[What you are asked to do]
Copy verbatim the lines of the records from the one containing "black leather bag?" through the one containing "[492,786,650,866]", both included, and nothing else.

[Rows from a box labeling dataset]

------------------------------------------------------------

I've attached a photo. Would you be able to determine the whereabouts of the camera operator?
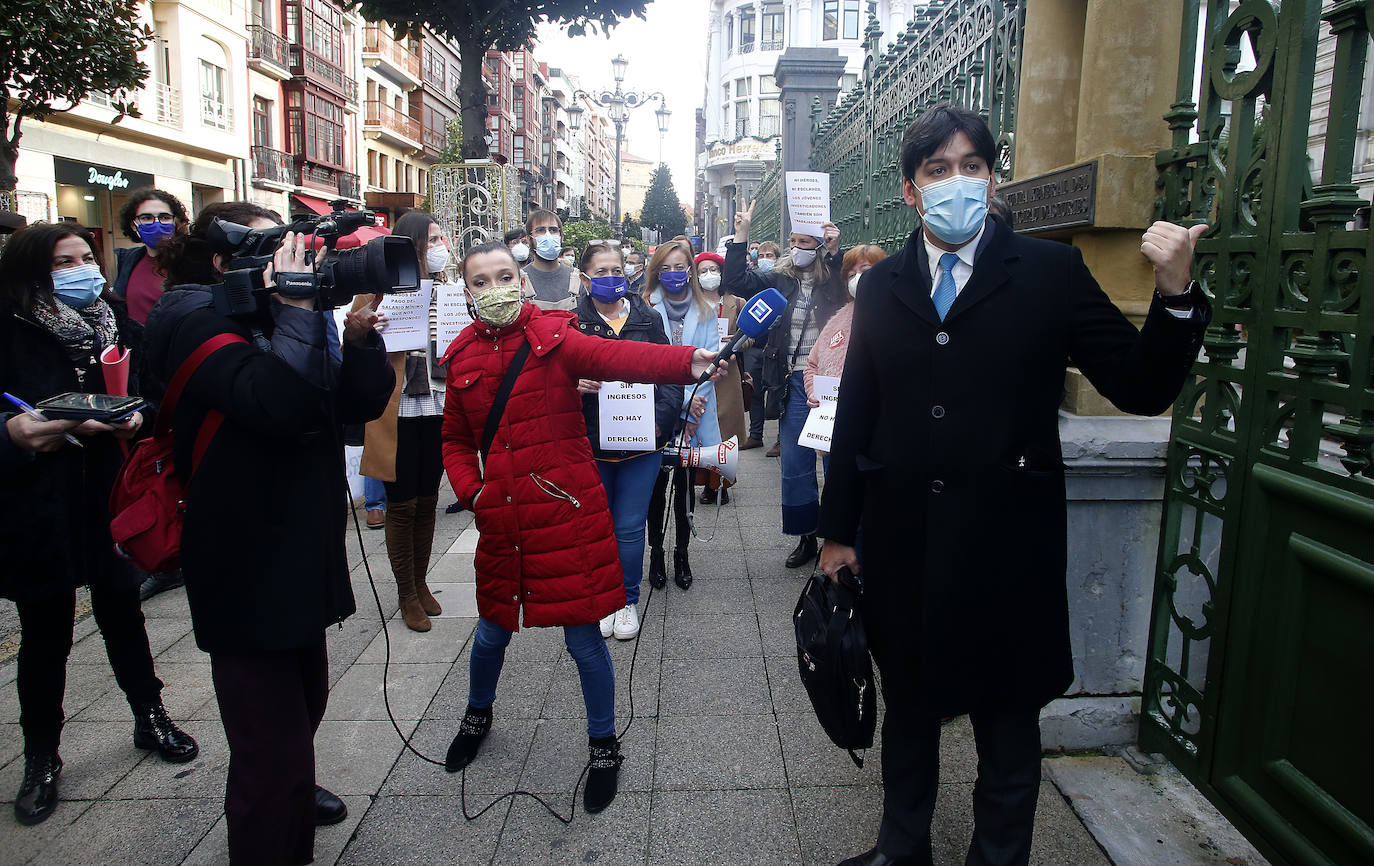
[144,202,394,863]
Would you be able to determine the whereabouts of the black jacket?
[144,286,396,653]
[0,302,139,599]
[576,293,683,460]
[819,219,1210,716]
[721,242,849,388]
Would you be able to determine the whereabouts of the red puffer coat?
[444,304,694,631]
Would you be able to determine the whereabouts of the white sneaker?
[614,605,639,641]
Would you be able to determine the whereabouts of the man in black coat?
[820,106,1210,866]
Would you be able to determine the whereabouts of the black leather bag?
[793,569,878,767]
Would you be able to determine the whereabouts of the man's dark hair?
[0,223,96,315]
[120,187,191,243]
[901,103,998,180]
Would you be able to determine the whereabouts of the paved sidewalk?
[0,437,1109,866]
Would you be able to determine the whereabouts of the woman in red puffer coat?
[442,243,723,812]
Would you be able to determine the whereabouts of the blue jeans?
[363,476,386,511]
[467,617,616,738]
[596,451,664,605]
[778,371,820,535]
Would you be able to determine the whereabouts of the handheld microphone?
[697,289,787,385]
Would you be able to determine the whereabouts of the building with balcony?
[15,0,250,269]
[697,0,926,249]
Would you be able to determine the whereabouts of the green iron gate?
[1140,0,1374,863]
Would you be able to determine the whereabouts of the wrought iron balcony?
[249,25,291,78]
[249,144,300,187]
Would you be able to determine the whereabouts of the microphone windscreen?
[738,289,787,340]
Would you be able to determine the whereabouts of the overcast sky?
[534,0,709,205]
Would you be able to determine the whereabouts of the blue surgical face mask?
[534,232,563,261]
[658,271,690,294]
[587,276,629,304]
[52,265,104,309]
[133,223,176,250]
[916,175,988,243]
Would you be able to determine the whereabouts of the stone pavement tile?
[104,723,229,800]
[70,665,214,737]
[338,796,511,866]
[778,709,882,788]
[381,716,537,811]
[519,718,658,808]
[0,795,93,866]
[664,613,764,658]
[649,790,801,866]
[654,715,787,790]
[0,722,146,803]
[658,658,768,716]
[664,576,754,619]
[315,720,415,797]
[27,797,224,866]
[324,663,451,720]
[357,616,477,664]
[791,786,879,866]
[425,654,558,720]
[492,786,650,866]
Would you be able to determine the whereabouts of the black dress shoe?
[673,547,691,590]
[315,785,348,828]
[14,752,62,826]
[787,535,816,568]
[840,848,930,866]
[133,701,201,764]
[649,547,668,590]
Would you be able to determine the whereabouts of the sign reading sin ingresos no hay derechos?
[783,172,830,238]
[998,161,1098,232]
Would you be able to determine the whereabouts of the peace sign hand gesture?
[735,202,754,243]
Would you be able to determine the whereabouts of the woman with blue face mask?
[644,238,720,590]
[0,224,199,825]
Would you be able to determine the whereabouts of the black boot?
[787,535,816,568]
[444,704,492,773]
[649,546,668,590]
[133,700,201,764]
[14,752,61,826]
[583,737,625,814]
[673,547,691,590]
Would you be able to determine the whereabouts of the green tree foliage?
[340,0,650,159]
[639,164,687,239]
[0,0,153,192]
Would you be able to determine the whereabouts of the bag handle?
[477,341,529,480]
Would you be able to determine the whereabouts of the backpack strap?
[153,333,247,473]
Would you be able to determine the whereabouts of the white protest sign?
[376,279,434,352]
[797,375,840,454]
[598,382,654,451]
[437,283,473,355]
[783,172,830,238]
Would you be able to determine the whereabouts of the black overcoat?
[820,219,1210,716]
[144,286,396,653]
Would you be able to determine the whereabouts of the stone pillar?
[774,48,845,238]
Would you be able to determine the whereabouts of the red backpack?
[110,334,247,575]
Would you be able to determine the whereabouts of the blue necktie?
[930,253,959,322]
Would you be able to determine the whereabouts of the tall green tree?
[639,162,687,241]
[0,0,153,197]
[335,0,650,159]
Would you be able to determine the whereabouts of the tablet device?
[33,390,147,423]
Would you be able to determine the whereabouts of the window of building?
[758,99,782,139]
[845,0,859,38]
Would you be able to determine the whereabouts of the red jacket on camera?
[444,304,694,631]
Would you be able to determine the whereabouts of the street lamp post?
[557,55,672,234]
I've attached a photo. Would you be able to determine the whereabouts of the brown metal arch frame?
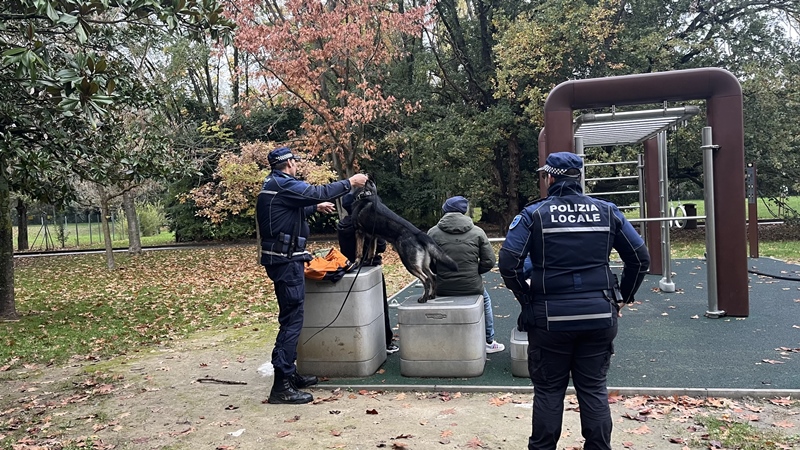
[539,68,750,317]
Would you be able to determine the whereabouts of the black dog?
[353,179,458,303]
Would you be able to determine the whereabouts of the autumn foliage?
[189,141,336,226]
[232,0,429,177]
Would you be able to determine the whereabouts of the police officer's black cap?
[267,147,301,167]
[536,152,583,178]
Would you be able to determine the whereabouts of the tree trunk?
[0,156,19,321]
[500,135,522,230]
[97,185,117,270]
[122,191,142,255]
[231,45,240,106]
[17,198,30,250]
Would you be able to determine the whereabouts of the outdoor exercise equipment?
[539,68,749,317]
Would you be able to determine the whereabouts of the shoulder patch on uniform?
[525,197,547,208]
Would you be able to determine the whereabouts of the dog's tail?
[422,237,458,273]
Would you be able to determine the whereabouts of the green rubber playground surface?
[322,258,800,395]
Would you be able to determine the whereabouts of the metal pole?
[636,153,647,237]
[657,131,675,292]
[701,127,725,319]
[575,136,586,194]
[745,162,758,258]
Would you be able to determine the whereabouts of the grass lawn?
[6,243,413,375]
[12,223,175,251]
[0,225,800,374]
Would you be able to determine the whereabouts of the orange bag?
[303,248,354,283]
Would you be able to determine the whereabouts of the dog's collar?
[356,189,374,200]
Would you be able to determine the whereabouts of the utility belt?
[261,233,306,258]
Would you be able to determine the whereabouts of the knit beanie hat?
[442,195,469,214]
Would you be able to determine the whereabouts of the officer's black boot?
[267,372,314,405]
[289,372,319,389]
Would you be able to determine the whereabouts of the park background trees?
[0,0,800,318]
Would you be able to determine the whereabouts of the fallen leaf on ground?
[625,425,651,435]
[467,437,483,448]
[772,420,794,428]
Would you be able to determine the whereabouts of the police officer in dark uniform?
[498,152,650,450]
[256,147,367,403]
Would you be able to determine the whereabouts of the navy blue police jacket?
[256,170,351,266]
[498,179,650,326]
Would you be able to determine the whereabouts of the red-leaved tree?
[231,0,429,178]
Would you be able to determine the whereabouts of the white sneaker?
[486,341,506,353]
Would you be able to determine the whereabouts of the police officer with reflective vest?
[256,147,367,404]
[498,152,650,450]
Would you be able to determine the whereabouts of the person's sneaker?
[486,341,506,353]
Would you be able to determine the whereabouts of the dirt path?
[0,330,800,450]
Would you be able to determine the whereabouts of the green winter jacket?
[428,212,495,296]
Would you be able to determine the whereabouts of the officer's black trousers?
[266,261,306,377]
[528,321,617,450]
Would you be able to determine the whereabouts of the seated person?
[428,195,506,353]
[336,193,400,354]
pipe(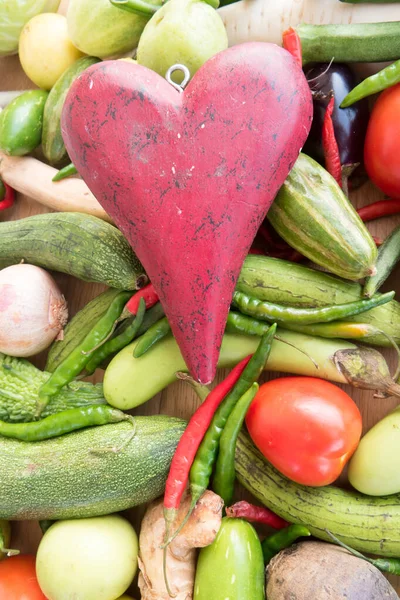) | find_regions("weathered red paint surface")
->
[62,43,312,383]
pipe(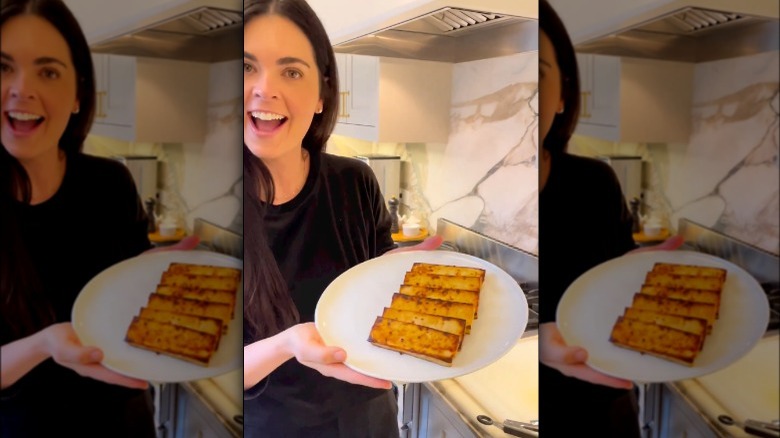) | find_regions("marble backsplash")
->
[570,52,780,254]
[328,52,538,254]
[84,60,243,236]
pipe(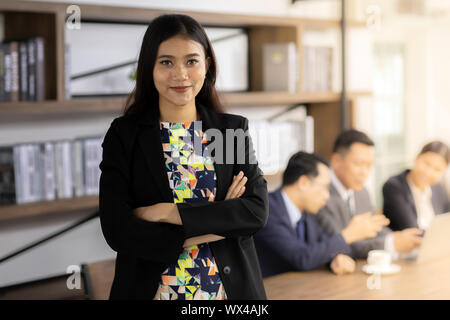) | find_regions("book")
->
[303,46,333,92]
[263,42,298,92]
[83,138,102,195]
[0,146,16,204]
[55,141,73,199]
[8,41,19,101]
[27,39,36,101]
[40,142,56,201]
[19,41,28,101]
[0,43,6,101]
[72,139,84,197]
[32,37,45,101]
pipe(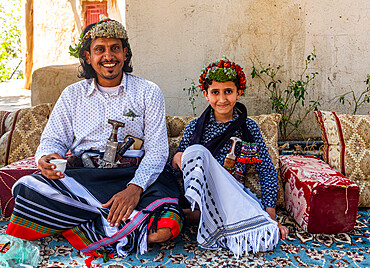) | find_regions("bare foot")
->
[148,227,172,243]
[182,208,200,225]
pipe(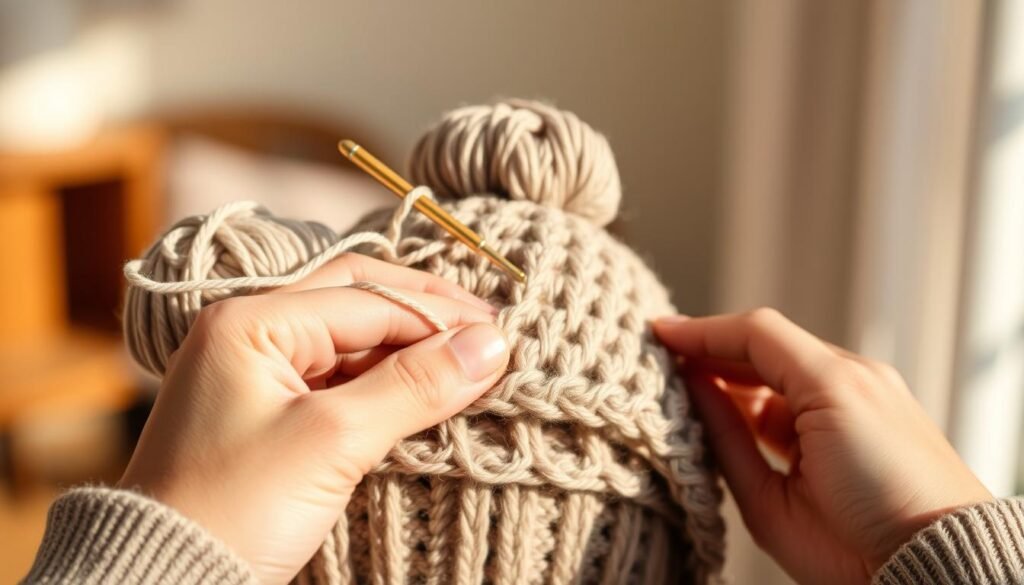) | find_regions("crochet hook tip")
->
[338,138,359,159]
[338,138,526,284]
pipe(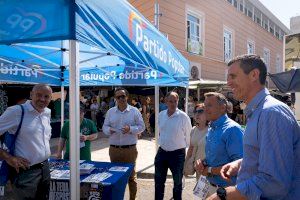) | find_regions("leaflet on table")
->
[50,169,70,180]
[49,160,84,171]
[109,166,129,172]
[81,172,112,183]
[80,163,95,174]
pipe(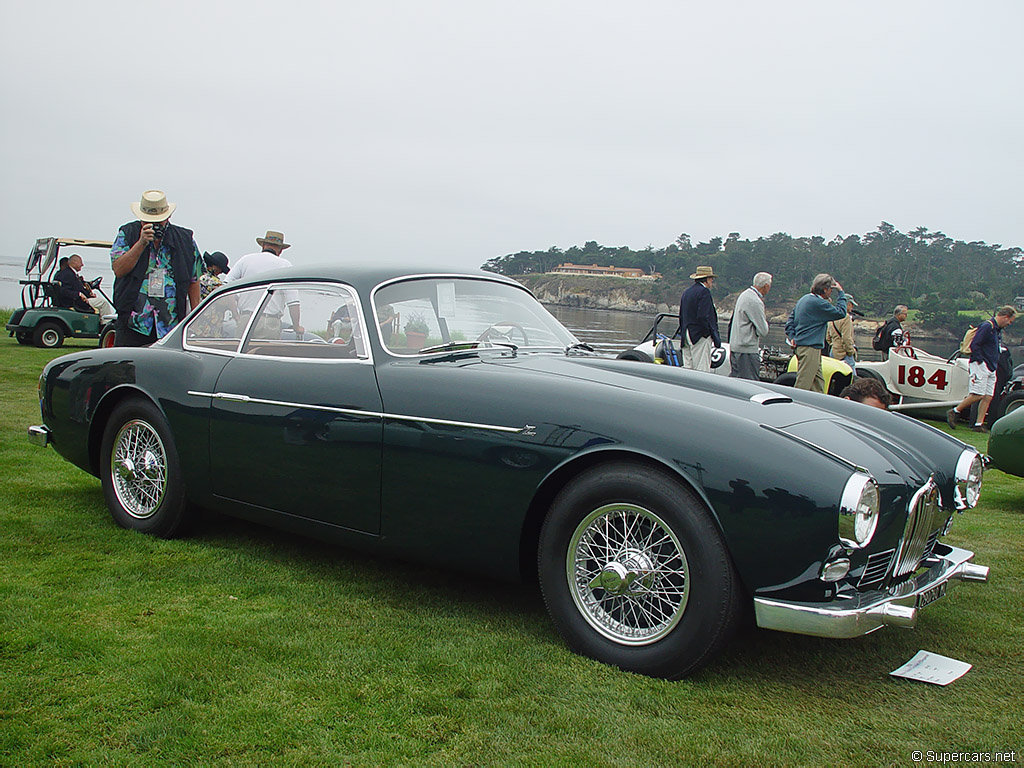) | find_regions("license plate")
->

------------------------------------------------------------

[Task answer]
Would you be able to determine the whereabouts of the black leather bag?
[793,569,878,767]
Would you be able to determine the whereabouts of the man's dark hair?
[0,223,96,315]
[120,187,191,243]
[901,103,998,180]
Would you be able to determine the whereabouts of the paved sidewalk?
[0,437,1109,866]
Would you be able to determine the whereabouts of the woman in red puffer coat?
[442,243,723,812]
Would you be able to determine the whereabouts of the blue jeans?
[363,476,386,511]
[467,617,616,738]
[596,451,664,605]
[778,371,820,535]
Would you be able to determine the whereabouts of the handheld microphone?
[697,289,787,385]
Would you be able to determine the whereabouts of the building with balcony?
[15,0,250,269]
[697,0,926,249]
Would you be able to determine the whereabouts of the green iron gate?
[1140,0,1374,863]
Would you be able to determine the whereabouts of the wrought iron balcony?
[249,25,291,78]
[249,144,300,187]
Would you be able to determine the whereabouts of the microphone windscreen?
[738,289,787,340]
Would you be able to determine the whereabouts of the overcast sky?
[534,0,709,205]
Would you be able to determine the whereabouts of the blue surgical face mask?
[534,232,563,261]
[658,271,690,294]
[587,276,629,304]
[52,265,104,309]
[133,223,176,250]
[916,175,988,243]
Would you be able to determine the whereabouts of the stone pavement tile?
[104,723,229,800]
[70,665,214,737]
[338,796,511,866]
[778,709,882,788]
[381,716,537,811]
[519,718,658,808]
[0,795,93,866]
[664,613,764,658]
[649,790,801,866]
[654,715,787,790]
[0,722,146,803]
[658,658,768,716]
[664,576,754,619]
[315,720,415,797]
[27,797,224,866]
[324,663,451,720]
[357,616,477,664]
[791,786,879,866]
[425,654,558,720]
[492,786,650,866]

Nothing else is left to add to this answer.